** Source material follows **

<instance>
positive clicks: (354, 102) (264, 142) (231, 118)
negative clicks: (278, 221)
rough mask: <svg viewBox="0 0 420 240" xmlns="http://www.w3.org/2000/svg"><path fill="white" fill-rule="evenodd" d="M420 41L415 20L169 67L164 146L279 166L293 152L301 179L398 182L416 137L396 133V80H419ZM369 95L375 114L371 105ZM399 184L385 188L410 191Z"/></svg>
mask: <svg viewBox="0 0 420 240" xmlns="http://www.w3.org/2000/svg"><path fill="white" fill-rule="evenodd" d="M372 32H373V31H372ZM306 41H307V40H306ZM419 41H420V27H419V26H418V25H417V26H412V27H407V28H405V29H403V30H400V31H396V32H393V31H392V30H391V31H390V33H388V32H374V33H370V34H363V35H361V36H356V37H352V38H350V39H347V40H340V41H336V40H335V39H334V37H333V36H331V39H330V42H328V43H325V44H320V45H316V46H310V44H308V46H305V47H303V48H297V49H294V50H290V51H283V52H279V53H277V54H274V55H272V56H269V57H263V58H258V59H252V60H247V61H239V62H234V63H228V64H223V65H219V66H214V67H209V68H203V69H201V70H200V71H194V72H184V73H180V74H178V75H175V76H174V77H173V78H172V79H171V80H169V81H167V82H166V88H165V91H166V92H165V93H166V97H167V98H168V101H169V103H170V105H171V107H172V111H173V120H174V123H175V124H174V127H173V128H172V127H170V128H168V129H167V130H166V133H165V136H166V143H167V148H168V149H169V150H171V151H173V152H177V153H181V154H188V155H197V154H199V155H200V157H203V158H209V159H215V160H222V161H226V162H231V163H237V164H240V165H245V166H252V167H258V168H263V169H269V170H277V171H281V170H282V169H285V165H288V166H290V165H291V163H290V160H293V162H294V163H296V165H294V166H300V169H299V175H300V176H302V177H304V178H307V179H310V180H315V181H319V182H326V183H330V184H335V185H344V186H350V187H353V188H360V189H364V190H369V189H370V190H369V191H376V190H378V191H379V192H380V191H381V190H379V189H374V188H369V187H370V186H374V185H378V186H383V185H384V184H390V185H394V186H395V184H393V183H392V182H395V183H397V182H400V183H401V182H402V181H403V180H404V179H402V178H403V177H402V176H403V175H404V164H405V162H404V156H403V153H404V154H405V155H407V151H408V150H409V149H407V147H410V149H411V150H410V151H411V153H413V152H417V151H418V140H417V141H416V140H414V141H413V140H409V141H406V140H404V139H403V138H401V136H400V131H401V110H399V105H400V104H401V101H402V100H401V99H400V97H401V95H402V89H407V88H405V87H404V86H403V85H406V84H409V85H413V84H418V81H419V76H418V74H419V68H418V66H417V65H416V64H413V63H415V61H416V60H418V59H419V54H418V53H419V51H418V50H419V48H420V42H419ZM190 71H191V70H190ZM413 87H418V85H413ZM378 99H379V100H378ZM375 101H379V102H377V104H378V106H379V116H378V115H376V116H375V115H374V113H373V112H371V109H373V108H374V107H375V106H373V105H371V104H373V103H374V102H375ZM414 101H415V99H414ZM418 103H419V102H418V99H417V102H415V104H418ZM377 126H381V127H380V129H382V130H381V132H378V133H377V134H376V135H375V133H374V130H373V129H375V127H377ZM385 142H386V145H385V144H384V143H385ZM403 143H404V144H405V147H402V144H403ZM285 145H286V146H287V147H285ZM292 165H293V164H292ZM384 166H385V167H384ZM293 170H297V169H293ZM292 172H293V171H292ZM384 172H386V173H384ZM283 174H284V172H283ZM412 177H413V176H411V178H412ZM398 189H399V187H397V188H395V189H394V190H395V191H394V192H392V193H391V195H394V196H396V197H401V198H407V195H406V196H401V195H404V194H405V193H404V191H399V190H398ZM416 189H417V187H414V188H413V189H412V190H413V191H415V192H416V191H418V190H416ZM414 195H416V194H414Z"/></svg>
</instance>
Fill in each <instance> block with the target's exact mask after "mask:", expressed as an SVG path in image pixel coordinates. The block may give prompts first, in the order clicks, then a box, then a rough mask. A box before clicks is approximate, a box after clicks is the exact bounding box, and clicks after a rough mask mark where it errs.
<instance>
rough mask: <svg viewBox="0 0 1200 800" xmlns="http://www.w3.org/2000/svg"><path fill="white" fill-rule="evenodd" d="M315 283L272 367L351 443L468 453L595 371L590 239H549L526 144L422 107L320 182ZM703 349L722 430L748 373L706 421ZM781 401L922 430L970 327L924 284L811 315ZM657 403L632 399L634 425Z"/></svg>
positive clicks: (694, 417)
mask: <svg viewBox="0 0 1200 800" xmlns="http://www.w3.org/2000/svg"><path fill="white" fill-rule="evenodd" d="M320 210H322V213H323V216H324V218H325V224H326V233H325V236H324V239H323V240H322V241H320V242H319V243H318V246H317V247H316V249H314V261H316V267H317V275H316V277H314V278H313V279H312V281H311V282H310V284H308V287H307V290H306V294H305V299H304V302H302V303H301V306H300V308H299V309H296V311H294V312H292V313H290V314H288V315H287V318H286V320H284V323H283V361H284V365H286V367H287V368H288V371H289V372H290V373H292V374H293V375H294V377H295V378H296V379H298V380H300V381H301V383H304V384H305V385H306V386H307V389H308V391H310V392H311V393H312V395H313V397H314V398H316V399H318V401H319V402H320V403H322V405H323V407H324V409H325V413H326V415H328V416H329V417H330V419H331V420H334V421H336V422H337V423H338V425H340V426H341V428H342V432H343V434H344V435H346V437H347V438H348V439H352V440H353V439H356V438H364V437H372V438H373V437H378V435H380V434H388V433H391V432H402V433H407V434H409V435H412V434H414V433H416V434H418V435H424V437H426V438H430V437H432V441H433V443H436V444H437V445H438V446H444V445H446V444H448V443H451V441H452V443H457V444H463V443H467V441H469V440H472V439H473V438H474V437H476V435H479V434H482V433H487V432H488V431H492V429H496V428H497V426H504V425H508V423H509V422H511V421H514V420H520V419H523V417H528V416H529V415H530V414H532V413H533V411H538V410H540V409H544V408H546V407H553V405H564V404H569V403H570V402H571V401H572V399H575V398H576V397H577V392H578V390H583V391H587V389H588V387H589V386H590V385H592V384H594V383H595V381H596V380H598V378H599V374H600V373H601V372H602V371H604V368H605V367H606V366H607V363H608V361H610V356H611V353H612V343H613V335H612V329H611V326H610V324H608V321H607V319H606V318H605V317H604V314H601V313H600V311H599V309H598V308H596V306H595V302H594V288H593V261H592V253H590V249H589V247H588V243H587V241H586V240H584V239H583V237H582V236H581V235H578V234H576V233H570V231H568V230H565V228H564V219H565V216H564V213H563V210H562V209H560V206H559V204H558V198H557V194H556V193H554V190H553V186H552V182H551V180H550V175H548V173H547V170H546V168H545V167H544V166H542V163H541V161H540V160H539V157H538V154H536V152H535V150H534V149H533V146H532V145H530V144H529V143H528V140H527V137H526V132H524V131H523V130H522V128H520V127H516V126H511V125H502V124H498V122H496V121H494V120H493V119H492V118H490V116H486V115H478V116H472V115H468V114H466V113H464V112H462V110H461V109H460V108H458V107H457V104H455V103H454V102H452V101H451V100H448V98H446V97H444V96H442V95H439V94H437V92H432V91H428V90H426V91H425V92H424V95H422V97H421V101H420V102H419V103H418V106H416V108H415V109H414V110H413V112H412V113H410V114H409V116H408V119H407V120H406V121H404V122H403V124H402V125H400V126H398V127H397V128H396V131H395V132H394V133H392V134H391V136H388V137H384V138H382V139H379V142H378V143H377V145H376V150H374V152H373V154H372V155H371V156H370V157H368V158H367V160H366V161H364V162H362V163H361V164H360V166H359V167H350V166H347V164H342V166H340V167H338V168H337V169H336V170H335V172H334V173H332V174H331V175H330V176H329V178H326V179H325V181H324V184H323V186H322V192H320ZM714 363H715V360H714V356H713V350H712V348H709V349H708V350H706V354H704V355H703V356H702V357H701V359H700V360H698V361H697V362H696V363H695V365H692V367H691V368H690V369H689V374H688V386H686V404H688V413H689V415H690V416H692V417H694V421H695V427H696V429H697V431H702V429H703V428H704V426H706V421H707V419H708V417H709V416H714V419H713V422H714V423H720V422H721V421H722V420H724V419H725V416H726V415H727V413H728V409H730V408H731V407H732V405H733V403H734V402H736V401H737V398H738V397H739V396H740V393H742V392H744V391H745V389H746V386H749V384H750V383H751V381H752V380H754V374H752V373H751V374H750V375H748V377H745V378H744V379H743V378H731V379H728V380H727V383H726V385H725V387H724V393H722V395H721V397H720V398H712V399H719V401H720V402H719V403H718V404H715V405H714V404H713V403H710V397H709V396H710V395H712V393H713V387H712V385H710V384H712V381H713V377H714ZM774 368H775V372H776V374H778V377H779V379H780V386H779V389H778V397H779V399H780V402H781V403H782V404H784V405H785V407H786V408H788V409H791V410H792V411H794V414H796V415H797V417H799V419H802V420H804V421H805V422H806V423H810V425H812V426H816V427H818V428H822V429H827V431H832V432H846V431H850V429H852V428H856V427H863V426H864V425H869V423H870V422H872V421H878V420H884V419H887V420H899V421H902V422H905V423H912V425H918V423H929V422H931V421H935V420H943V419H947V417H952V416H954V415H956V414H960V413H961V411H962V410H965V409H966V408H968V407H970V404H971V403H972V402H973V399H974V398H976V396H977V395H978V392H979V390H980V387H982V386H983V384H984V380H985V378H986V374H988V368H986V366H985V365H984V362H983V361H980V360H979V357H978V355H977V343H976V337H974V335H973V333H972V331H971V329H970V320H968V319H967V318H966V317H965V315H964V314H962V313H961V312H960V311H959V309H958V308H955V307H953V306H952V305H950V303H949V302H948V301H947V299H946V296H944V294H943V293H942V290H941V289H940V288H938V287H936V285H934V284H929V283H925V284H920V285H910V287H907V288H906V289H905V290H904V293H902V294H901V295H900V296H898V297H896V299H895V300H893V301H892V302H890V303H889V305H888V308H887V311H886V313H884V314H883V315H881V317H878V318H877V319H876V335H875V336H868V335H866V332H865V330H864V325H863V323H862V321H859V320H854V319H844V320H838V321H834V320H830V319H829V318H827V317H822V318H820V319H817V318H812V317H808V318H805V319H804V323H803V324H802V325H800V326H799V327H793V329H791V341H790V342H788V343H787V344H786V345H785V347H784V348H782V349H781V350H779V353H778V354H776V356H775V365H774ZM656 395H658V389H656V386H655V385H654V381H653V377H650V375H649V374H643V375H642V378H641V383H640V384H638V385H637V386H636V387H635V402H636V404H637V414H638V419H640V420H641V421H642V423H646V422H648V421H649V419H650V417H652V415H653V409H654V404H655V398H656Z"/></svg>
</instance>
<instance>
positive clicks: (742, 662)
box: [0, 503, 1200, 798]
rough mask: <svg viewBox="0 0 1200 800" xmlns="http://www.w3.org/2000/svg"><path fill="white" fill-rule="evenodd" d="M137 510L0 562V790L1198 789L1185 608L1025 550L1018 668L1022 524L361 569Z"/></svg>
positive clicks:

** End of Source material **

- Exercise details: Reproduce verbatim the lines of the material from its very first line through the line containing "41L415 20L169 67L164", including both of those lines.

- Your response:
<instance>
positive clicks: (354, 102) (264, 142) (231, 118)
negative clicks: (278, 221)
rough mask: <svg viewBox="0 0 420 240" xmlns="http://www.w3.org/2000/svg"><path fill="white" fill-rule="evenodd" d="M420 41L415 20L169 67L164 146L279 166L293 152L301 179L398 182L416 137L396 133V80H419ZM369 95L375 114L371 105ZM399 184L385 188L410 191Z"/></svg>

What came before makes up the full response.